>> START DOCUMENT EXTRACT
It is the spookiest day of the year, and what’s a scarier way to spend it than discussing Alejandro Gonzalez Inarritu? I will say, even as a card-carrying member of the Birdman and The Revenant fan clubs, I don’t have much love in my heart for 21 Grams, which is out on Blu-Ray this week from Universal. It has some really good performances (especially from Naomi Watts and Benicio del Toro) and it looks good, but the chronology shuffling is completely arbitrary and the wallowing in human misery is tiresome. For a more potent statement on humanity, you’re better off turning to Blue Underground’s two “killer-elevator movie” releases this week.
>> END DOCUMENT EXTRACT
**TASK REQUIREMENTS**
1. In the column, which two performers are singled out for especially good work in 21 Grams?
2. Reproduce the passage of the column that begins at the words "It is the spookiest" and stops after "releases this week.".
The records below come from a separate source, unrelated to the column.
>> START DATA ENTRIES
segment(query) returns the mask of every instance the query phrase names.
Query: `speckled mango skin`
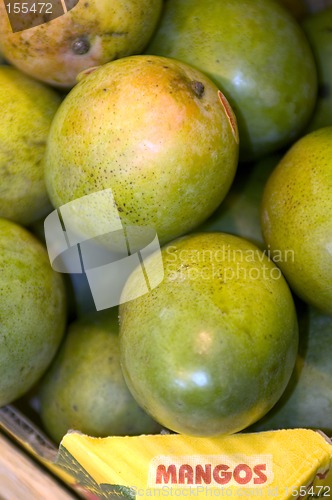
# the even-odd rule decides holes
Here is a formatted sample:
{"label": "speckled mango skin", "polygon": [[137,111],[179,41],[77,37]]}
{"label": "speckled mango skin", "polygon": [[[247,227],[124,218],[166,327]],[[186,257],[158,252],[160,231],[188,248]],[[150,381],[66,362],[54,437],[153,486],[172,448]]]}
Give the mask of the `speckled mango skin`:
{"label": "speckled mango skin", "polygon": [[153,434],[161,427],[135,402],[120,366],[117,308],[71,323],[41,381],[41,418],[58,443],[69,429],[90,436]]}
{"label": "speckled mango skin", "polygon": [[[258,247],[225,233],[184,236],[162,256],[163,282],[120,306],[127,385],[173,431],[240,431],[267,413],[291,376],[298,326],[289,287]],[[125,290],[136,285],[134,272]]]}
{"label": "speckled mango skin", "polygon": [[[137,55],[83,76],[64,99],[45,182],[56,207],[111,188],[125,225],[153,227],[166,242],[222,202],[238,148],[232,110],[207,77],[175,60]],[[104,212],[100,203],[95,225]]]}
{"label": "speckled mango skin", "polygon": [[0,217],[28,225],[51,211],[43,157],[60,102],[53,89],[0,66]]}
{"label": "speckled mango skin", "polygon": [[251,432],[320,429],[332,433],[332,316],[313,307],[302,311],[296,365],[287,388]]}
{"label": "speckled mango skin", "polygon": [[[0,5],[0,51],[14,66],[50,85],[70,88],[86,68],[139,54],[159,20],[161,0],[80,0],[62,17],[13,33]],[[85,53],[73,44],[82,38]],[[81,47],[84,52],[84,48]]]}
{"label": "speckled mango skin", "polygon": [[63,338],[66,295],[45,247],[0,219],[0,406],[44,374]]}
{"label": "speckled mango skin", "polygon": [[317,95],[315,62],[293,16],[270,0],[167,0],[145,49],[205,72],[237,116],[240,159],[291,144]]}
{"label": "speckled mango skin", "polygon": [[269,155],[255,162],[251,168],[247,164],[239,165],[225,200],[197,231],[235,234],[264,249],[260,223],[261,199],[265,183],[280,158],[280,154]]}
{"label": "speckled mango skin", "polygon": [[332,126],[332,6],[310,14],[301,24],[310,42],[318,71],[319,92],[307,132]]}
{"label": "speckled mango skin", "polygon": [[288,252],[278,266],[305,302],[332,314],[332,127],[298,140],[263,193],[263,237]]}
>> END DATA ENTRIES
>> START DATA ENTRIES
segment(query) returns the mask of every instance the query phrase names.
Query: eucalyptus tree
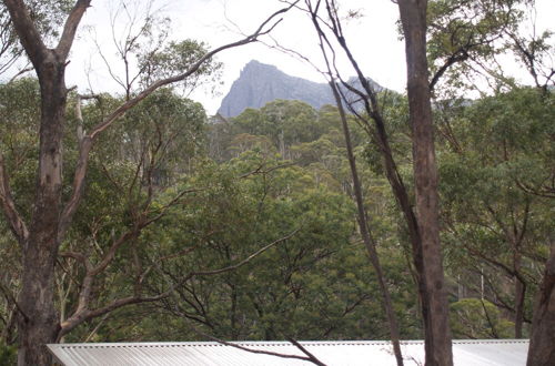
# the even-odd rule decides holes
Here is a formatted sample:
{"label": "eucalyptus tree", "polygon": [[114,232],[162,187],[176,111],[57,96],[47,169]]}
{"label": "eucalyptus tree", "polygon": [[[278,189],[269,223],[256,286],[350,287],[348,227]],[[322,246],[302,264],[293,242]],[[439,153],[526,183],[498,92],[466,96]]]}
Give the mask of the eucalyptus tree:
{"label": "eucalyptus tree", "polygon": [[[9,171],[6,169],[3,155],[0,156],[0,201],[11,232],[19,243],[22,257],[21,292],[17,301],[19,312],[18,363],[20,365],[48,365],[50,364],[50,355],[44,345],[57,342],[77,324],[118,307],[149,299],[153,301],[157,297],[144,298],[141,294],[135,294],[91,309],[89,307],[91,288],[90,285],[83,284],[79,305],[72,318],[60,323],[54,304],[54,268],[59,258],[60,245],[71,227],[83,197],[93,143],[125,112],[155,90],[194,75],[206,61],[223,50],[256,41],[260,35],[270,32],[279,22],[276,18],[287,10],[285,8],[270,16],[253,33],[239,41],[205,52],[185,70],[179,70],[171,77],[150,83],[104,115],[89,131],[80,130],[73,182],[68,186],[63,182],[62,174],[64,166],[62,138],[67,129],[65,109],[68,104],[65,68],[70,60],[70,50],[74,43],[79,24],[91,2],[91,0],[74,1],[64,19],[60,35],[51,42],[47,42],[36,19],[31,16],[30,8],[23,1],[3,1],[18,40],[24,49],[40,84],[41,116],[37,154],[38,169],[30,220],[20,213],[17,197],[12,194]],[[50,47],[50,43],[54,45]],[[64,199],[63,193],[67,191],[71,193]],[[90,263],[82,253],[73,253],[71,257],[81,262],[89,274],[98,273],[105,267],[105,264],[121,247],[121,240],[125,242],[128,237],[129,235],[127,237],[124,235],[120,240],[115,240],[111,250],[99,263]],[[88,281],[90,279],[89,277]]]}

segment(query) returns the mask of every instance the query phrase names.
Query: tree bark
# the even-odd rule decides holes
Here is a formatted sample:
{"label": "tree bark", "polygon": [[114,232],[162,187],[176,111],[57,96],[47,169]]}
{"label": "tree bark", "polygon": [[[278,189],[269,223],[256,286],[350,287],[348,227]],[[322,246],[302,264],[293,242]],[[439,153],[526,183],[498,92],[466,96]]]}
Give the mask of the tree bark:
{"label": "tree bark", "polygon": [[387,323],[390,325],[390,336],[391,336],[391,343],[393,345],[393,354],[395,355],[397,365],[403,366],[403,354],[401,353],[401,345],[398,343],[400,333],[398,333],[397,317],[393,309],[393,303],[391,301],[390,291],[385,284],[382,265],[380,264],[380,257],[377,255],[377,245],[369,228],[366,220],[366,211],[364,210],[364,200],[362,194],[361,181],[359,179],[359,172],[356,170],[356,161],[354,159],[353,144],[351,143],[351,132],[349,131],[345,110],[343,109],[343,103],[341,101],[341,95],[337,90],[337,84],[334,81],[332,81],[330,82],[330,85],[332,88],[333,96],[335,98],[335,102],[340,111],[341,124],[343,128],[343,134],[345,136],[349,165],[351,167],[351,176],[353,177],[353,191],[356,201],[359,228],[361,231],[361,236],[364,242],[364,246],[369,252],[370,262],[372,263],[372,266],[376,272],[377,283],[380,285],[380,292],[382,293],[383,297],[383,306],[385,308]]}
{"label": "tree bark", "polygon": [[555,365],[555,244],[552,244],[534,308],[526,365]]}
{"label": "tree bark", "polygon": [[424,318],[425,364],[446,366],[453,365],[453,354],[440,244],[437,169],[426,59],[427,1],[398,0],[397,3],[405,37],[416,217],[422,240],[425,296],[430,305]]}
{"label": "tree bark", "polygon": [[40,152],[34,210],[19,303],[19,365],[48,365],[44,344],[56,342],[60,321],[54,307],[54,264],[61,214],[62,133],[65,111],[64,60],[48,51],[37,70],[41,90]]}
>> END DATA ENTRIES
**TASK RESULTS**
1. Naomi Watts and Benicio del Toro

2.
It is the spookiest day of the year, and what’s a scarier way to spend it than discussing Alejandro Gonzalez Inarritu? I will say, even as a card-carrying member of the Birdman and The Revenant fan clubs, I don’t have much love in my heart for 21 Grams, which is out on Blu-Ray this week from Universal. It has some really good performances (especially from Naomi Watts and Benicio del Toro) and it looks good, but the chronology shuffling is completely arbitrary and the wallowing in human misery is tiresome. For a more potent statement on humanity, you’re better off turning to Blue Underground’s two “killer-elevator movie” releases this week.